LISTING:
-.-.-
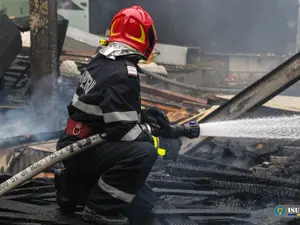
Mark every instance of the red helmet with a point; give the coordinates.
(134, 26)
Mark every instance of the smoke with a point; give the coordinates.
(44, 111)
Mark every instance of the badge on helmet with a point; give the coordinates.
(134, 26)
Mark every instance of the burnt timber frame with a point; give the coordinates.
(43, 30)
(257, 94)
(44, 60)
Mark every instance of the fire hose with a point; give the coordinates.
(190, 130)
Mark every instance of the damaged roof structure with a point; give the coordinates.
(214, 181)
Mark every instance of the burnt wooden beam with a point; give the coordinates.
(254, 96)
(44, 59)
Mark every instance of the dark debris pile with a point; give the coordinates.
(191, 191)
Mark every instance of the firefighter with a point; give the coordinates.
(108, 101)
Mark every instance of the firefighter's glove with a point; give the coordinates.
(155, 117)
(167, 148)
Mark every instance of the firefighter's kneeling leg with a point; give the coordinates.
(139, 210)
(118, 186)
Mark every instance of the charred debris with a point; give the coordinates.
(215, 181)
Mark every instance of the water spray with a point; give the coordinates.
(268, 128)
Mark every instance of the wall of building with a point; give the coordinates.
(251, 68)
(227, 26)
-.-.-
TASK: Return all of the items above word for word, every line and coordinate included. Leave the picture out.

ANSWER TO THIS TASK:
Mark every instance of the red helmet with a point; give the coordinates.
(134, 26)
Mark every instance of the smoke with a point; give the coordinates.
(44, 111)
Mark every instance of the badge on helmet with a point; give the coordinates.
(134, 26)
Mark every instance of the burnt timber frame with a point; give the coordinates.
(43, 30)
(257, 94)
(44, 60)
Mark every instance of the fire hose with a point; give the coordinates.
(190, 130)
Mark every instance of the damaged roof structure with a point; give the coordinates.
(214, 181)
Mark every instance of the burnt wooden beam with a point; give the coordinates.
(254, 96)
(44, 59)
Mark every instance of the dark debris pile with a point; give the coordinates.
(191, 191)
Mark every instance of the firefighter with a point; give the coordinates.
(108, 101)
Mark every instance of the firefighter's glove with a point; give the coordinates.
(155, 117)
(167, 148)
Mark every instance of the firefighter's kneeling leg with a point; give the coordinates.
(139, 210)
(118, 186)
Mark every instance of the charred debris with a point; give the coordinates.
(215, 181)
Mark every instance of the water spray with a point; give the coordinates.
(268, 128)
Mark every instance of the wall of building with a point; give the coordinates.
(251, 68)
(227, 26)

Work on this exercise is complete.